WHAT THIS EXERCISE ASKS
1. Retype the part of the coordination polymer passage that opens with the words containing "Coordination polymers (CPs)" and closes with "or spacers [13,14,15,16,17,18,19].".
2. In the coordination polymer passage, which compound was used as a luminescent probe for sensing H2S?

---------- DOCUMENT SECTION

Coordination polymers (CPs) are now very popular compounds because of their highly diverse and unusual structures and interesting applications in various areas, which range from separation and sorption of gases [1,2,3] to luminescent [4,5] and catalytic materials [6,7,8], as well as molecular magnets [9,10] and sensors [11,12]. CPs are typically built from metal nodes and organic ligands such as polycarboxylic acids that act as spacers and/or linkers. Assembly and functional properties of CPs are usually affected by a diversity of parameters such as conditions of the synthesis, coordination preferences of metal nodes, as well as types of organic linkers or spacers [13,14,15,16,17,18,19].
The use of polycarboxylic acid ligands that combine different functional groups represents an interesting research direction for designing new types of coordination polymers or metal-organic frameworks (MOFs) [20,21,22]. Following our continuous interest in exploring new or poorly studied multicarboxylic acids for the design of CPs [23,24,25,26,27,28,29,30], in this work we selected a trifunctional nicotinic acid derivative, 5-(4’-carboxyphenoxy)nicotinic acid (H2cpna) as a main building block. Selection of H2cpna can be justified by the following points. (1) This carboxylic acid can potentially act as a trifunctional ligand containing one phenyl and one pyridine ring which are connected by a gyrating O-ether functionality. (2) There are three different functional group classes (i.e., N-pyridyl, –COOH, O-ether) in H2cpna and six possible coordination sites. (3) H2cpna is still barely investigated for synthesis of CPs or MOFs. In fact, a search of the Cambridge Structural Database shows that there are only several examples of Zn, Cu, Ni, Co, Mn, Cd, and Pb coordination polymers assembled from H2cpna; some of them revealed interesting catalytic [8], sensing [11], gas sorption [21], luminescent [11,27], and magnetic [27] properties. Notable examples include a 2D Co(II) CP [Co(μ3-cpna)(phen)(H2O)]n·nH2O {phen, 1,10-phenanthroline} applied as a heterogeneous catalyst for alcohol oxidation [8], a Tb3+-doped 3D Cu(II) MOF [Cu(μ3-cpna)2]n used as a luminescent probe for sensing H2S [11], and a 2D porous framework [Cu(µ3-cpna)(Me2NH)]n·nDMF·nH2O {DMF, dimethylformamide} with remarkable CO2 sorption behavior in addition to single-crystal to single-crystal transformation features [21]. Despite these examples, iron derivatives of H2cpna remain virtually unknown.

--------------------
---------- DATA PROVIDED

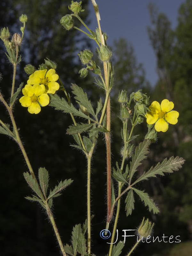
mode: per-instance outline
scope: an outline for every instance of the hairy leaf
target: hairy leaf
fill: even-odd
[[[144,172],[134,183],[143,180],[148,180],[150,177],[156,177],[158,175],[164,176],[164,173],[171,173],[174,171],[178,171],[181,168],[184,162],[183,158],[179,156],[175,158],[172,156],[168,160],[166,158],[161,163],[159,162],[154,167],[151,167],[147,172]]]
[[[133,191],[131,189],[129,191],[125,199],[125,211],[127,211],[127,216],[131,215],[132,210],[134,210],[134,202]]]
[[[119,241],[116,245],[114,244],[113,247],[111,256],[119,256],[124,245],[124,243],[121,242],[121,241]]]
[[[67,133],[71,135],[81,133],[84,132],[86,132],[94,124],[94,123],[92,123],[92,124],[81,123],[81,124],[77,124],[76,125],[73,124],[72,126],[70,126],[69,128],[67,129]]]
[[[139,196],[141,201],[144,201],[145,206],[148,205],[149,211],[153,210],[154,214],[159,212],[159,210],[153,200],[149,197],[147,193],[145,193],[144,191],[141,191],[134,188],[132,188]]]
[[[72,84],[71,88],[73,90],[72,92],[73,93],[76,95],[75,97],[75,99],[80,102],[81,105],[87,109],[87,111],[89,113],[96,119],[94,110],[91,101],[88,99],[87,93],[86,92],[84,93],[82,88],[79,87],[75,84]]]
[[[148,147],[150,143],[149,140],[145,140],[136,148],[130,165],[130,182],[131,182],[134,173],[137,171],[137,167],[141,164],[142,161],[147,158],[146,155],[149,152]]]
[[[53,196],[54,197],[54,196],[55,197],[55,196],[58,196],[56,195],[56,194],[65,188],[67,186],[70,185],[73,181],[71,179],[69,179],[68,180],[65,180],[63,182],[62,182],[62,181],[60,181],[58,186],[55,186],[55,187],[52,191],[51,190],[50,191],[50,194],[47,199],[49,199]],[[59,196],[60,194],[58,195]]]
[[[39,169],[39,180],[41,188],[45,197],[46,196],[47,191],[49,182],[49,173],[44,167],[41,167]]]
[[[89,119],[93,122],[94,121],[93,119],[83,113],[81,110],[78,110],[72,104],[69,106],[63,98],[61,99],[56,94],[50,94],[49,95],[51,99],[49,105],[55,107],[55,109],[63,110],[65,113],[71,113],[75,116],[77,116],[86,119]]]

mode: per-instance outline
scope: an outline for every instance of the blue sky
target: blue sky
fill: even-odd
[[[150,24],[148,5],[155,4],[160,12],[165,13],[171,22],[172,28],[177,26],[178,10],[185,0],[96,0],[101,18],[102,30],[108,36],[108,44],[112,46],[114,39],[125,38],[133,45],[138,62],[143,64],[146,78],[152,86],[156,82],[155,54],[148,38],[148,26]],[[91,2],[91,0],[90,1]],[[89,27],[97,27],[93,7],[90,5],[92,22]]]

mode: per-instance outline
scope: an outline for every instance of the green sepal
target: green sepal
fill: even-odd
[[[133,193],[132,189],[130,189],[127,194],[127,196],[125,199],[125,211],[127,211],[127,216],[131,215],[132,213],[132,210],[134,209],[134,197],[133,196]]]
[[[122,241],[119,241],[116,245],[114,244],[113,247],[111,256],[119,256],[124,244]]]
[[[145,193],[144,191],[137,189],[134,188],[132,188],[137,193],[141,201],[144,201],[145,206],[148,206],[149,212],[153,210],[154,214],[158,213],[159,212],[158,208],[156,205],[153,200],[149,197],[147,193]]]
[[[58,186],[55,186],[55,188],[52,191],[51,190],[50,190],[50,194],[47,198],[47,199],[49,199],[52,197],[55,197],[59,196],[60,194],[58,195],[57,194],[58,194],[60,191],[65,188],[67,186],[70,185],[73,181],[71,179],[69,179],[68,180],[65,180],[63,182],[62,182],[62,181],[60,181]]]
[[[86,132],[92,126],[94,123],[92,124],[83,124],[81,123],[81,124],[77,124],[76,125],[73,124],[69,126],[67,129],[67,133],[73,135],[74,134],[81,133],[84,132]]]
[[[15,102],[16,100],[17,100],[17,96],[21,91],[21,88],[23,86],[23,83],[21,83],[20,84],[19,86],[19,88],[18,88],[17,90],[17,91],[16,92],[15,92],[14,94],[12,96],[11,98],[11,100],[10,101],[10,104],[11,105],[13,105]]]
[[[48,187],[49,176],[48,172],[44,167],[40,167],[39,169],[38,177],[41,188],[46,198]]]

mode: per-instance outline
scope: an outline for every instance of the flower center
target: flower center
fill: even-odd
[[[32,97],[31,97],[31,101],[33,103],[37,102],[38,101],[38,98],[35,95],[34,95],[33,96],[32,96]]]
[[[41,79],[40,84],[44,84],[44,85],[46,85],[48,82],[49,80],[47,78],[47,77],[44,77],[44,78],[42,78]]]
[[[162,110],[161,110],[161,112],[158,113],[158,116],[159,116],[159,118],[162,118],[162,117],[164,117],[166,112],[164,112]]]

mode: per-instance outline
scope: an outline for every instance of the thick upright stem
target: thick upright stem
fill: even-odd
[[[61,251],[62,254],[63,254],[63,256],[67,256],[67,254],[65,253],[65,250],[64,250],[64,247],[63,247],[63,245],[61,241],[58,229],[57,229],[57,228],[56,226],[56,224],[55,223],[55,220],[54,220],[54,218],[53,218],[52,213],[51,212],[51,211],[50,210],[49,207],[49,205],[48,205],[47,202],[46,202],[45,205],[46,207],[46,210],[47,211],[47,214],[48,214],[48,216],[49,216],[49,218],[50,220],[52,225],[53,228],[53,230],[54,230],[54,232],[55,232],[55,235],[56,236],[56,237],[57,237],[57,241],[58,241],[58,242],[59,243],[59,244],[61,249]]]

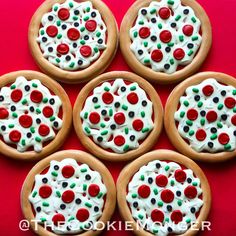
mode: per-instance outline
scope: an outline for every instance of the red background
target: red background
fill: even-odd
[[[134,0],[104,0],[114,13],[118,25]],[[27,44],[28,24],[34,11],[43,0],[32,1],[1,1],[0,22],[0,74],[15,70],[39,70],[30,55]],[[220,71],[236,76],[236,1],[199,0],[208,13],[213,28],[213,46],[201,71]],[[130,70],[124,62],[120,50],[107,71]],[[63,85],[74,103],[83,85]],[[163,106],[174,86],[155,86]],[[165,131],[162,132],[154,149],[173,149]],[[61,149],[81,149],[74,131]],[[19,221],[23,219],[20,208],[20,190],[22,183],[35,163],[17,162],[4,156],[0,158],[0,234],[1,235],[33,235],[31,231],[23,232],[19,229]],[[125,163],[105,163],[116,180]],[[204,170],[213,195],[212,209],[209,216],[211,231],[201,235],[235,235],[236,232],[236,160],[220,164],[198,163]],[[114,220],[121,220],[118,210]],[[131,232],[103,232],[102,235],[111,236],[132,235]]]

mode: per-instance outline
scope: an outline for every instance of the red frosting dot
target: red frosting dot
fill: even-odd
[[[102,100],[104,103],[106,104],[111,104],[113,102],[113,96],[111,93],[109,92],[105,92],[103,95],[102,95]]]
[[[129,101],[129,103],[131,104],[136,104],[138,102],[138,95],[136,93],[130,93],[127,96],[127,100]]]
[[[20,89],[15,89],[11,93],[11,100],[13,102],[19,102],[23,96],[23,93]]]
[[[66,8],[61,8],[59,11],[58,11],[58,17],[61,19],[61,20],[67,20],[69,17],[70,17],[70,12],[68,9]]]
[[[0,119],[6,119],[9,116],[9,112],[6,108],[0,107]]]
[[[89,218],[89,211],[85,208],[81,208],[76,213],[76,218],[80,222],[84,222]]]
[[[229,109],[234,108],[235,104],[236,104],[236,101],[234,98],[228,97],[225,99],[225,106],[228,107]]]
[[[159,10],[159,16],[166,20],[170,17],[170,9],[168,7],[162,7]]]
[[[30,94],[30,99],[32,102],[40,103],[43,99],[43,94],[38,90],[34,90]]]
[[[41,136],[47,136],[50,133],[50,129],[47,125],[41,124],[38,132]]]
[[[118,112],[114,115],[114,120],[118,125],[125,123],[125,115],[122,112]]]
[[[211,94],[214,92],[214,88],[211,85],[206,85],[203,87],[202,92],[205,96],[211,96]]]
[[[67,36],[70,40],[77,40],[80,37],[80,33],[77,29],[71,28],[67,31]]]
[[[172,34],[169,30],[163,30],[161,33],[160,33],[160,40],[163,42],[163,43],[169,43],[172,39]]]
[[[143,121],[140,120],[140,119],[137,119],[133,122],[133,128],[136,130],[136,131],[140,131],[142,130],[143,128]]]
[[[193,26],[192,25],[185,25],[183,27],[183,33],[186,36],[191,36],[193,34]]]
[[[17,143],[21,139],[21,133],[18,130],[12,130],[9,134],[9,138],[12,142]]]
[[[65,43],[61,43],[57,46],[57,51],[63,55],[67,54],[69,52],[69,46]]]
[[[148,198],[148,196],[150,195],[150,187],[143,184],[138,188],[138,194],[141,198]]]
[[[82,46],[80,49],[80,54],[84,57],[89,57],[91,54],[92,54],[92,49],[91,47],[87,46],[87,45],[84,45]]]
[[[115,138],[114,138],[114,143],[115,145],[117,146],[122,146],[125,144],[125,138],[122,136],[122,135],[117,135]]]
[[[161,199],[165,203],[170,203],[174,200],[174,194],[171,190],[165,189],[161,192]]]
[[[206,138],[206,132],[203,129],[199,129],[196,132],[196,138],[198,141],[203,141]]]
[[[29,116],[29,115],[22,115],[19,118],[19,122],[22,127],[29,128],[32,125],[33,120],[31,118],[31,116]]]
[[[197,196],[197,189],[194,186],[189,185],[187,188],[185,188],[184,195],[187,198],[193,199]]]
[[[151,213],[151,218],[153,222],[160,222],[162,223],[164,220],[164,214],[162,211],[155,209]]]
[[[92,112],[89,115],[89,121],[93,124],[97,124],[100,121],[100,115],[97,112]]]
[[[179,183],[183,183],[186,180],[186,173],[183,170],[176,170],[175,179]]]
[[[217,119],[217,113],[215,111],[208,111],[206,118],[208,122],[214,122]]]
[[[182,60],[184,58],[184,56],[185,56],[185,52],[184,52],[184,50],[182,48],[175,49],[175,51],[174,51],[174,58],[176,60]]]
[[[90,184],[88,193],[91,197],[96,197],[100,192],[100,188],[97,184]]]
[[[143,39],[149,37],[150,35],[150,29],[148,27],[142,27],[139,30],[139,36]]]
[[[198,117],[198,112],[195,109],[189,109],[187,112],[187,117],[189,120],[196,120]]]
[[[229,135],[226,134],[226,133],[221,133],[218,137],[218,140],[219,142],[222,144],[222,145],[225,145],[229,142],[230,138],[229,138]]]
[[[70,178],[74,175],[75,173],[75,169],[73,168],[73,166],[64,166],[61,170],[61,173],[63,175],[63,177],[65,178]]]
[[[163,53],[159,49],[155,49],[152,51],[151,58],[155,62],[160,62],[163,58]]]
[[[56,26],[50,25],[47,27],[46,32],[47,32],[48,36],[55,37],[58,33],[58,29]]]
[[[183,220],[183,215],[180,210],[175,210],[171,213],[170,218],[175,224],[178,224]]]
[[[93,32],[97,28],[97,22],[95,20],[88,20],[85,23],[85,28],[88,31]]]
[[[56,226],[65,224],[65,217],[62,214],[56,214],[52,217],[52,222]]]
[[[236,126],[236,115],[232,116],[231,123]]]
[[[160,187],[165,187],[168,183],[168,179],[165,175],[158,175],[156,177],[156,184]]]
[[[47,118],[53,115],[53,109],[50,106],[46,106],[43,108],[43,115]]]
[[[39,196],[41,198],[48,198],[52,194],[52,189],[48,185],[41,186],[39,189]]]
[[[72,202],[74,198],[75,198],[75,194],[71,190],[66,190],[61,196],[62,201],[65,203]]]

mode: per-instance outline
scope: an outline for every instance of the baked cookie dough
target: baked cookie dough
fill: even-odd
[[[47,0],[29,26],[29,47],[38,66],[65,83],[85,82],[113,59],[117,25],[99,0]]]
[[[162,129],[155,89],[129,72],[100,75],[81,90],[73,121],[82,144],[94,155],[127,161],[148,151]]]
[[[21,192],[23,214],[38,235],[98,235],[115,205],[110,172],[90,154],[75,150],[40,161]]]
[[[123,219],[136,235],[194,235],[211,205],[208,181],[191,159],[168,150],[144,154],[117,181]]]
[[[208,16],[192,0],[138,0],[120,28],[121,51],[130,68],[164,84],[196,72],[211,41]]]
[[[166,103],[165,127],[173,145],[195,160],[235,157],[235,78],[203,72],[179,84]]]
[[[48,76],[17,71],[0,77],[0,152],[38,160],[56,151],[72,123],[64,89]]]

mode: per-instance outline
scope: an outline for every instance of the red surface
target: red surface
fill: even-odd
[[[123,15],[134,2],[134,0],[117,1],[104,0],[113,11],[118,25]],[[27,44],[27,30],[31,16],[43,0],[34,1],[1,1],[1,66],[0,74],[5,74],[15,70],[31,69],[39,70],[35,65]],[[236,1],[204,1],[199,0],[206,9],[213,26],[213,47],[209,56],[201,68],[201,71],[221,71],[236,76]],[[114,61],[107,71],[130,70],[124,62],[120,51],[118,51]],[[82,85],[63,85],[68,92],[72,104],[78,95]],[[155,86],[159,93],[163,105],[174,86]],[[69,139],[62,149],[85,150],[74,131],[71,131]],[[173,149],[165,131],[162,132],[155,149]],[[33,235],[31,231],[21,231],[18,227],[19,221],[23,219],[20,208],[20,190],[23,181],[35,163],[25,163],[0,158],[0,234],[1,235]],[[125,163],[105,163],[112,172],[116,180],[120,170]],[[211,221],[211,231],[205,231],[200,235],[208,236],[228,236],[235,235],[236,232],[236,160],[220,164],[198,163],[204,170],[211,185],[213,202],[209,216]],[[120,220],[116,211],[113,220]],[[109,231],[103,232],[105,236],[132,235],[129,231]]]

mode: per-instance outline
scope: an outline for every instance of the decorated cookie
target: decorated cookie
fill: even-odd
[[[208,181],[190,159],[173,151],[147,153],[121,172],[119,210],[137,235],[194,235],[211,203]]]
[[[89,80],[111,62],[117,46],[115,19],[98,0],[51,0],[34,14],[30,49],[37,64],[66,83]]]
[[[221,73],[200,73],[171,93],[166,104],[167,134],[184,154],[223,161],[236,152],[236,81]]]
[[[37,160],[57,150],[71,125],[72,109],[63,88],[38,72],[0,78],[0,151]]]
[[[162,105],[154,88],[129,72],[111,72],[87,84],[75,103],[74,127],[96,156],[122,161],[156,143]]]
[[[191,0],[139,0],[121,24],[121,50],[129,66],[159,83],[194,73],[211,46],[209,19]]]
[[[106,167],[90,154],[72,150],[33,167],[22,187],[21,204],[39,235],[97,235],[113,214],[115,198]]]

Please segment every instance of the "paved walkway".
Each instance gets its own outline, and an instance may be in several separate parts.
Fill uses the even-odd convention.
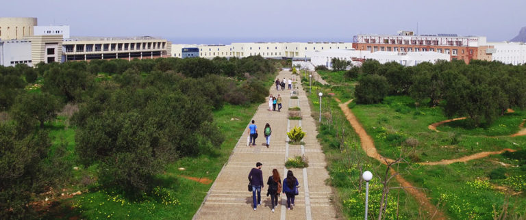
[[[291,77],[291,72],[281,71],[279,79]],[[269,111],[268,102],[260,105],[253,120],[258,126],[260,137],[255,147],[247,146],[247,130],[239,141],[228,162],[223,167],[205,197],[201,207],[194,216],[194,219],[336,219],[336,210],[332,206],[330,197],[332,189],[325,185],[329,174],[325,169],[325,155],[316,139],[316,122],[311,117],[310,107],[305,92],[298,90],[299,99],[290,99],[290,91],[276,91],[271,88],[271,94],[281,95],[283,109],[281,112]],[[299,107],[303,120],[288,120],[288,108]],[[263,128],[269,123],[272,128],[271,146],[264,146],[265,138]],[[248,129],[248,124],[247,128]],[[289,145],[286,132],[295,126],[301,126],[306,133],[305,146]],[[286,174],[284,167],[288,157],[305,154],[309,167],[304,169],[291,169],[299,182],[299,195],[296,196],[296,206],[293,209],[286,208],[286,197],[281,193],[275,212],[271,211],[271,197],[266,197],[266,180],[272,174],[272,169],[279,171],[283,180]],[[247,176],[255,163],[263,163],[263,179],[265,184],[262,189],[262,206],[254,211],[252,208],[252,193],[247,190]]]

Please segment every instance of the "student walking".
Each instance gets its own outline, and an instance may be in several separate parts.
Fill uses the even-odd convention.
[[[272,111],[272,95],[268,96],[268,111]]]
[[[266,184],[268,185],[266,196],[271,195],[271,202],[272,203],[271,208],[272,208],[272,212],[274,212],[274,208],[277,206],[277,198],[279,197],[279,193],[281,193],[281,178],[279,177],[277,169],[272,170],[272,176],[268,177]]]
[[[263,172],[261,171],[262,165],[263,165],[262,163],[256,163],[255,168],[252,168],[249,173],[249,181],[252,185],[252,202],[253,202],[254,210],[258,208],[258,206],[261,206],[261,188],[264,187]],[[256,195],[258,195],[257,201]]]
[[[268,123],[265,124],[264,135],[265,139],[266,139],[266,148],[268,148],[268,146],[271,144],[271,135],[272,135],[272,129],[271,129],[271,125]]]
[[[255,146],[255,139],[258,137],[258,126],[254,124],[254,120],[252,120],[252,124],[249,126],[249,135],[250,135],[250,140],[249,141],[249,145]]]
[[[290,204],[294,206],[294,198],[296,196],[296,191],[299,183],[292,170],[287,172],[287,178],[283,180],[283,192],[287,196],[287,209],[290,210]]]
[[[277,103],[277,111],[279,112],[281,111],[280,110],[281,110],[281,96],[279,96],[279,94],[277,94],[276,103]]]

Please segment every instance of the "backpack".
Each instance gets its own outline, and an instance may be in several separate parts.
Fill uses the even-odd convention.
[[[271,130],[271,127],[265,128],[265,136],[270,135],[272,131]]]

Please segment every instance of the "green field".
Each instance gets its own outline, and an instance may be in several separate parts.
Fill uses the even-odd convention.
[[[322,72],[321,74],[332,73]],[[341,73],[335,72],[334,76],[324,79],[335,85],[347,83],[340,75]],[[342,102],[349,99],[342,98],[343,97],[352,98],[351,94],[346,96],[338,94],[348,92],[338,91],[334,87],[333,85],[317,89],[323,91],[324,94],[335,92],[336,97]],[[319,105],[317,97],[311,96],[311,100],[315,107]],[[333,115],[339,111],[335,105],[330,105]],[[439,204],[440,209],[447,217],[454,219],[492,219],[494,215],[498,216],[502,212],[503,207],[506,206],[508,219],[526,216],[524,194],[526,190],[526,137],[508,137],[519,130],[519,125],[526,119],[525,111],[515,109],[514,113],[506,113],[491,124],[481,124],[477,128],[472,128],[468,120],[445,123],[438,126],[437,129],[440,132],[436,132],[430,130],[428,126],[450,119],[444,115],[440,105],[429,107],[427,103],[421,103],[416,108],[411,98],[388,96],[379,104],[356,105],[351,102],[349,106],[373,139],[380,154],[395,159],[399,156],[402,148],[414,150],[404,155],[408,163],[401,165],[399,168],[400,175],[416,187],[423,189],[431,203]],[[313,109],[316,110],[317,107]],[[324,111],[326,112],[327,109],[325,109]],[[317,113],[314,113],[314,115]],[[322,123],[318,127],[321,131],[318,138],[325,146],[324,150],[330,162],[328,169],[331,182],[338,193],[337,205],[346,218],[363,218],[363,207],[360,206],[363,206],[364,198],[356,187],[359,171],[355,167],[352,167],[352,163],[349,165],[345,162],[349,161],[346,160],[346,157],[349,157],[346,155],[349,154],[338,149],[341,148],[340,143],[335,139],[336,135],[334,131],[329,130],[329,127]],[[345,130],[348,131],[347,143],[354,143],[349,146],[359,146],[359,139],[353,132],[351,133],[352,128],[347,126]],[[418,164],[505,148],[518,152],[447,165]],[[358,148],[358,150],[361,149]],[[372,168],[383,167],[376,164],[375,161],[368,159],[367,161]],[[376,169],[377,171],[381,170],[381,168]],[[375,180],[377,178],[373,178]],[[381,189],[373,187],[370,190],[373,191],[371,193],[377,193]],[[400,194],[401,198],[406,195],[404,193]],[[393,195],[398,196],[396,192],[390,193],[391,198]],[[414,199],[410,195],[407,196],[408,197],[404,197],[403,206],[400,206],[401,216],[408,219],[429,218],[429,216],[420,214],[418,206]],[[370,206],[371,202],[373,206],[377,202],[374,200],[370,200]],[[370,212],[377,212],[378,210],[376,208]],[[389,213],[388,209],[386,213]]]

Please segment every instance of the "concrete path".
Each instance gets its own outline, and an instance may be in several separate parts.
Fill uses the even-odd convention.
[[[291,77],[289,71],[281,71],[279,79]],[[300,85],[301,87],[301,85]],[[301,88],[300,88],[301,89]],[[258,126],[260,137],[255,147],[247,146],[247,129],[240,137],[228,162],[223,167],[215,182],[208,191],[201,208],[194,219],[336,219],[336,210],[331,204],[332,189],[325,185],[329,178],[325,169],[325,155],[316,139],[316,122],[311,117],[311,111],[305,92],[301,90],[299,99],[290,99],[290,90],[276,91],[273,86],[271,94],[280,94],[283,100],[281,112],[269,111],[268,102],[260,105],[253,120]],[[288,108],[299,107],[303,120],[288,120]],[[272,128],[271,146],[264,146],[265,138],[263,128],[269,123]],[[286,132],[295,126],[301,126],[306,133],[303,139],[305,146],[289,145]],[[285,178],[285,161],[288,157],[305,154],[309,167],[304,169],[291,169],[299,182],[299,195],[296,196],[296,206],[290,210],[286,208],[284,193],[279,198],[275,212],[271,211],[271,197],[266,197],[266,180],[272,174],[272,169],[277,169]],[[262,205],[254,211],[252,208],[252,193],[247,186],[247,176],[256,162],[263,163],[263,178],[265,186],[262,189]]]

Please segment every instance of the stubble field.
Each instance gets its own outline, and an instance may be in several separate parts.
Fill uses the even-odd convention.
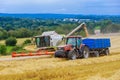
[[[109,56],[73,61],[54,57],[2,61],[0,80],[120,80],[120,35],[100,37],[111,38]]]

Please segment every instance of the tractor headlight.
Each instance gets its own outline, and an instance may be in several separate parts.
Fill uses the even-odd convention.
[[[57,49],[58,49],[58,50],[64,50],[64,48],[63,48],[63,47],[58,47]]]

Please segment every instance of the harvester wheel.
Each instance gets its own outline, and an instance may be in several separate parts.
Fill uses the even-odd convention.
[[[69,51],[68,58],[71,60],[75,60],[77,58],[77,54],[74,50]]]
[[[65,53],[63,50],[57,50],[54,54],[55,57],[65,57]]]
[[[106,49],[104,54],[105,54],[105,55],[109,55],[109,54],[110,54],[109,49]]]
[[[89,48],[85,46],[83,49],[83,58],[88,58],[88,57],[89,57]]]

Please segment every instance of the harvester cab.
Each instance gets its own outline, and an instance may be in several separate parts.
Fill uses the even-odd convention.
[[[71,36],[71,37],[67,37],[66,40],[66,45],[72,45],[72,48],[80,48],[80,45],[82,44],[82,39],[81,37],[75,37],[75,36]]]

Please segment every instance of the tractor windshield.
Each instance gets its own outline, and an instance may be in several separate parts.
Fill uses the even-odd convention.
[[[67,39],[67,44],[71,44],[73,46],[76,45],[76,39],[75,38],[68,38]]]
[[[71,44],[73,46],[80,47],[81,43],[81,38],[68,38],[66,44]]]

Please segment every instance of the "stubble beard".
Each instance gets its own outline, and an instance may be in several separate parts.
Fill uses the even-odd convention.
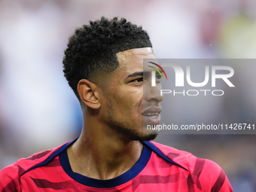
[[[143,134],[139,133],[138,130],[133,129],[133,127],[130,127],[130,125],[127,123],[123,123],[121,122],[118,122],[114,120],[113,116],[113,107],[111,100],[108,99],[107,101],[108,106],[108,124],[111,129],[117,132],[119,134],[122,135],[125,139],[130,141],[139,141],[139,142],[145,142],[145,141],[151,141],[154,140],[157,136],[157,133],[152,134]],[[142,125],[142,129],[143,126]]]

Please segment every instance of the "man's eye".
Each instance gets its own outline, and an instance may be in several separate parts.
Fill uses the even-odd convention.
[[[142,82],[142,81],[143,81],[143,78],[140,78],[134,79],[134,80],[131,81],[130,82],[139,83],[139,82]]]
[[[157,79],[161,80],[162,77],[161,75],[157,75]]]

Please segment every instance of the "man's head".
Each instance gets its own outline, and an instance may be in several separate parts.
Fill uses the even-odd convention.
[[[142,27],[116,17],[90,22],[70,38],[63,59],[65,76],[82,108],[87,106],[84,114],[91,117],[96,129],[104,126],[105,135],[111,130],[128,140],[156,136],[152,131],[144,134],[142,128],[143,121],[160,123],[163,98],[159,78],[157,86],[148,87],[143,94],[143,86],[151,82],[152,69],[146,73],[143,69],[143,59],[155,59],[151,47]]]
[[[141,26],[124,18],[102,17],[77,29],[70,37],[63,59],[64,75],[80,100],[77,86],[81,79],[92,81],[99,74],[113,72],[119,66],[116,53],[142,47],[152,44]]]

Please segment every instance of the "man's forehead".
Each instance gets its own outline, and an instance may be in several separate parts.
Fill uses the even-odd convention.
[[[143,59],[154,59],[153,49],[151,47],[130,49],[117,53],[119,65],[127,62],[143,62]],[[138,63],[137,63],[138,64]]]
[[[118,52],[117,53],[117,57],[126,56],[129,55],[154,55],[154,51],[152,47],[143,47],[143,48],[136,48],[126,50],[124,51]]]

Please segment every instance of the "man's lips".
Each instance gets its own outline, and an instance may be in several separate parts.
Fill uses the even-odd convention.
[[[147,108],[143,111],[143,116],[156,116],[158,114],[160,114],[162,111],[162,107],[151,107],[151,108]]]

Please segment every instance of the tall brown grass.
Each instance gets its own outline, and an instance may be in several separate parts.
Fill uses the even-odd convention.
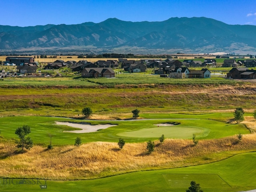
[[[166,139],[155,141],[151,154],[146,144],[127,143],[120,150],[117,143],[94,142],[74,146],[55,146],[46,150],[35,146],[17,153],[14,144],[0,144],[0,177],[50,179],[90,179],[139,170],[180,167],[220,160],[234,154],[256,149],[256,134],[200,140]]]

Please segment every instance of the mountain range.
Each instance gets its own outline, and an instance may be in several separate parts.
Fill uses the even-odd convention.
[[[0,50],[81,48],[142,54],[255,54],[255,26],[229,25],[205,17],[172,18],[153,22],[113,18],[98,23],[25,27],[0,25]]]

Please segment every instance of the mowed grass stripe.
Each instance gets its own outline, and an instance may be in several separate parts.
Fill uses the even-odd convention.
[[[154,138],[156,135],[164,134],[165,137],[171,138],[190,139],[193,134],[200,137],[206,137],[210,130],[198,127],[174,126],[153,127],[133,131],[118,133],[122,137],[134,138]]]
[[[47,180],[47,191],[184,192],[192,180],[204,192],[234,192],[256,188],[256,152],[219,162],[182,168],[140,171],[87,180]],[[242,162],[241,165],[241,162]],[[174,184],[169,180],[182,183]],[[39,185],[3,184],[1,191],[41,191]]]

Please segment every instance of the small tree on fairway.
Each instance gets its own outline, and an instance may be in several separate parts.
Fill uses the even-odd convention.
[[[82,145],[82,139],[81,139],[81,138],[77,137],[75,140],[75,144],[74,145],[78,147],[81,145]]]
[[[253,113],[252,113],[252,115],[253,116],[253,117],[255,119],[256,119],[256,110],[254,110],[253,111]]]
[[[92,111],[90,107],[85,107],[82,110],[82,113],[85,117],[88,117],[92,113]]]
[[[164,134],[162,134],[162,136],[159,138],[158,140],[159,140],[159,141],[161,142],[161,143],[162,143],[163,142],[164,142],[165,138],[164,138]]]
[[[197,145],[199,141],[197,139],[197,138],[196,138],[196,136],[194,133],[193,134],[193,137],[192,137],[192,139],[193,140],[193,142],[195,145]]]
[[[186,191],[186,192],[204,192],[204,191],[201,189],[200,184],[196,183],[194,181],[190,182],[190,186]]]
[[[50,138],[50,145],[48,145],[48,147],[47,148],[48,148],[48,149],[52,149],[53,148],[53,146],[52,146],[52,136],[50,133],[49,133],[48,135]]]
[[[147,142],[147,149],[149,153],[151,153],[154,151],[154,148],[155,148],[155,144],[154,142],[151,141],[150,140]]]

--------------------

TASK RESPONSES
1.
Coordination polymers (CPs) are now very popular compounds because of their highly diverse and unusual structures and interesting applications in various areas, which range from separation and sorption of gases [1,2,3] to luminescent [4,5] and catalytic materials [6,7,8], as well as molecular magnets [9,10] and sensors [11,12]. CPs are typically built from metal nodes and organic ligands such as polycarboxylic acids that act as spacers and/or linkers. Assembly and functional properties of CPs are usually affected by a diversity of parameters such as conditions of the synthesis, coordination preferences of metal nodes, as well as types of organic linkers or spacers [13,14,15,16,17,18,19].

2. A Tb3+-doped 3D Cu(II) MOF, [Cu(μ3-cpna)2]n.